## EXTRACT TO READ
>>>>
Manage v Minister for Immigration and Border Protection [2019] FCA 1891

Appeal from:

Manage v Minister for Immigration & Anor [2019] FCCA 1558

File number:

VID 694 of 2019



Date of judgment:

13 November 2019


Migration Act 1958 (Cth)

Migration Regulations 1994 (Cth), Sch 2, cl 573.211

Date of hearing:

13 November 2019




General Division

National Practice Area:

Administrative and Constitutional Law and Human Rights


No Catchwords

Number of paragraphs:


Solicitor for the Appellant:

Mr R Gordon of PLS Lawyers

Solicitor for the First Respondent:

Ms S Roberts of Mills Oakley Lawyers

Solicitor for the Second Respondent:

The Second Respondent filed a submitting notice, save as to costs


VID 694 of 2019






First Respondent


Second Respondent




13 NOVEMBER 2019


1.    The appeal be dismissed.

2.    The appellant pay the first respondent’s costs of the appeal, to be fixed by way of a lump sum.
<<<<
## ROWS
>>>>
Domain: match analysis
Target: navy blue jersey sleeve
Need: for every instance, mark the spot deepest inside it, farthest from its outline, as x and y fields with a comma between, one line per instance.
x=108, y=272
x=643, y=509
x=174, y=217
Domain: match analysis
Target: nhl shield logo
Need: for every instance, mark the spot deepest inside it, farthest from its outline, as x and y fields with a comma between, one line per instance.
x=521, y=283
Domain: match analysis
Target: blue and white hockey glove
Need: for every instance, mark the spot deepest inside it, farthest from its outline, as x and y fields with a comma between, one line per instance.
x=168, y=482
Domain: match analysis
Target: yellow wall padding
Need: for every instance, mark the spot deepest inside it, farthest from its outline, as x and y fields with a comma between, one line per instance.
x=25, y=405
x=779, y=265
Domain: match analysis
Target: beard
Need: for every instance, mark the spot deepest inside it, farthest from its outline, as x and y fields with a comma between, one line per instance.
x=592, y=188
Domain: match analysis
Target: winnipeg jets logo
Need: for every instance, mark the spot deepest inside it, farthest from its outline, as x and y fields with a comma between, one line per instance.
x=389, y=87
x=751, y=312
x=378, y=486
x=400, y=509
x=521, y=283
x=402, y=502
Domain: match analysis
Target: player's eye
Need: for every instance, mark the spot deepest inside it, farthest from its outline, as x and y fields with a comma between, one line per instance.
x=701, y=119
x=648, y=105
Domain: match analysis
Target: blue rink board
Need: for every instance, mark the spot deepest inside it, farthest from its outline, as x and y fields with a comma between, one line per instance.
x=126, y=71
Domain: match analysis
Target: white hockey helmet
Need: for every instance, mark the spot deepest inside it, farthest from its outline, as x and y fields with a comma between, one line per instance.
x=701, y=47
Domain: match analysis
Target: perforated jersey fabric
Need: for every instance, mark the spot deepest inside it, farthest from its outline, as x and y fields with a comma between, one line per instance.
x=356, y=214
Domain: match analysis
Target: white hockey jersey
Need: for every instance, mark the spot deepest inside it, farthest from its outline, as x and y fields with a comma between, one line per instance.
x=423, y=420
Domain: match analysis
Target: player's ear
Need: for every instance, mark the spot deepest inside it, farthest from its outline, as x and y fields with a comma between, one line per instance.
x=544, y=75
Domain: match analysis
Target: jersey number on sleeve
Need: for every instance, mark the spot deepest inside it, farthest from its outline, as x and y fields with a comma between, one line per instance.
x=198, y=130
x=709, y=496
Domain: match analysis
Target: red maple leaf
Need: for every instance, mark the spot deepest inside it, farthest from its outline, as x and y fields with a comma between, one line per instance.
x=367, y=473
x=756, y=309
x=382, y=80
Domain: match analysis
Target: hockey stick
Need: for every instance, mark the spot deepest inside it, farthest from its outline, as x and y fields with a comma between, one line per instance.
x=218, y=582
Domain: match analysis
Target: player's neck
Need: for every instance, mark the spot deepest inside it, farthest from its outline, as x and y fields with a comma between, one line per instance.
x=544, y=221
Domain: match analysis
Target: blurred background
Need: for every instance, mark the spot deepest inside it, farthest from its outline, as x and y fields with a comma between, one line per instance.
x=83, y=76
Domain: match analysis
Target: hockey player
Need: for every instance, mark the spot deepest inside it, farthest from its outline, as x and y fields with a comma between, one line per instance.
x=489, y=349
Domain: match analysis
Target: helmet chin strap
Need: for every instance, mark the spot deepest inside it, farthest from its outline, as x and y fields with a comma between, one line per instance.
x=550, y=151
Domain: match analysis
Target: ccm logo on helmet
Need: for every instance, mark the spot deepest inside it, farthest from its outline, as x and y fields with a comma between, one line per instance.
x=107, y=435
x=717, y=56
<<<<
## DIRECTIONS
Please retype the judgment details in full, with no changes. The records have no connection to the judgment details.

## TASK OUTPUT
Manage v Minister for Immigration and Border Protection [2019] FCA 1891

Appeal from:

Manage v Minister for Immigration & Anor [2019] FCCA 1558

File number:

VID 694 of 2019



Date of judgment:

13 November 2019


Migration Act 1958 (Cth)

Migration Regulations 1994 (Cth), Sch 2, cl 573.211

Date of hearing:

13 November 2019




General Division

National Practice Area:

Administrative and Constitutional Law and Human Rights


No Catchwords

Number of paragraphs:


Solicitor for the Appellant:

Mr R Gordon of PLS Lawyers

Solicitor for the First Respondent:

Ms S Roberts of Mills Oakley Lawyers

Solicitor for the Second Respondent:

The Second Respondent filed a submitting notice, save as to costs


VID 694 of 2019






First Respondent


Second Respondent




13 NOVEMBER 2019


1.    The appeal be dismissed.

2.    The appellant pay the first respondent’s costs of the appeal, to be fixed by way of a lump sum.